▶ **BRIEF 1**: Duplicate the part of the article on mental health care and gun violence that runs between "Although patients will" and "available to buy.", inclusive.
▶ **BRIEF 2**: Write the next part of the article on mental health clinic closures, starting right after its last sentence.

▶ **STUDY TEXT**:
================================

According to Oregon Catalyst, many of the recent massacres involved a shooter who was, in some way, mentally unstable. Adam Lanza (Newtown, Connecticut), James Holmes (Aurora, Colorado), Jared Loughner (Tucson, Arizona), and Nidal Hasan (Fort Hood, Texas) were all perpetrators either treated by a psychiatrist or was noticeably unstable.
In January, President Barack Obama released a plan to reduce gun violence. The plan includes further background checks, a limit on the type of weapons available, and working with the Center for Disease Control to reduce gun violence by researching violent video games. Additionally, the plan mentions that mental health care will be made more affordable. The plan, however, fails to implement more facilities for the public.
Although patients will have an easier time paying for treatment, there are simply not enough facilities or professionals. In fact, there has been a sharp increase in the closure of mental health clinics, creating an even greater need for them. This is like if a student desperately needs to buy pens for school, cheap pens are of no use to him or her if there are no pens available to buy.
Last year in Chicago alone, six out of its twelve mental health care clinics were closed. According to National Public Radio, this will save Chicago about $3 million. But at what cost to the safety of Chicagoans? The city’s government should be more concerned with mental health and the safety of people than money in their pockets.
Rahm Emmanuel, mayor of Chicago, claims shutting down clinics will be useful, and they are not doing it to save money.

================================

▶ **DATA BLOCK**:
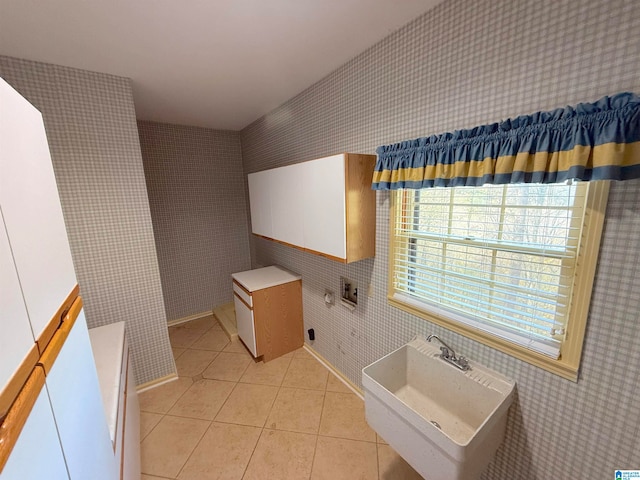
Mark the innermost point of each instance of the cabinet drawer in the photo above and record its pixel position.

================================

▶ **TASK OUTPUT 1**:
Although patients will have an easier time paying for treatment, there are simply not enough facilities or professionals. In fact, there has been a sharp increase in the closure of mental health clinics, creating an even greater need for them. This is like if a student desperately needs to buy pens for school, cheap pens are of no use to him or her if there are no pens available to buy.

▶ **TASK OUTPUT 2**:
“I want people to remember, I take the issue of providing benefits and care to those who need mental health benefits seriously,” Emanuel said to National Public Radio. “We’re not pulling back from service. In fact, we’re giving more service to more people and we’re adding a new benefit.”
Unfortunately, Emanuel fails to recognize how big Chicago actually is. Six public health clinics cannot take on the work load that previously required twelve clinics to handle. Psychiatrists will have a harder time being thorough because they will have to take care of more patients. If patients cannot build a relationship with a doctor, they may have a harder time improving their health.
A study published by the American Journal of Public Health showed nearly two million more people in 2009 had faced mental distress than in 1999. Since there is a reportedly growing number of mentally distressed people, the government should be increasing, not decreasing, public clinics.
Americans deserve the rights they are given, and it is the duty of the American government to uphold the Constitution and help the American people. The first step in keeping Americans safe is by providing more mental health services, rather than revoking rights.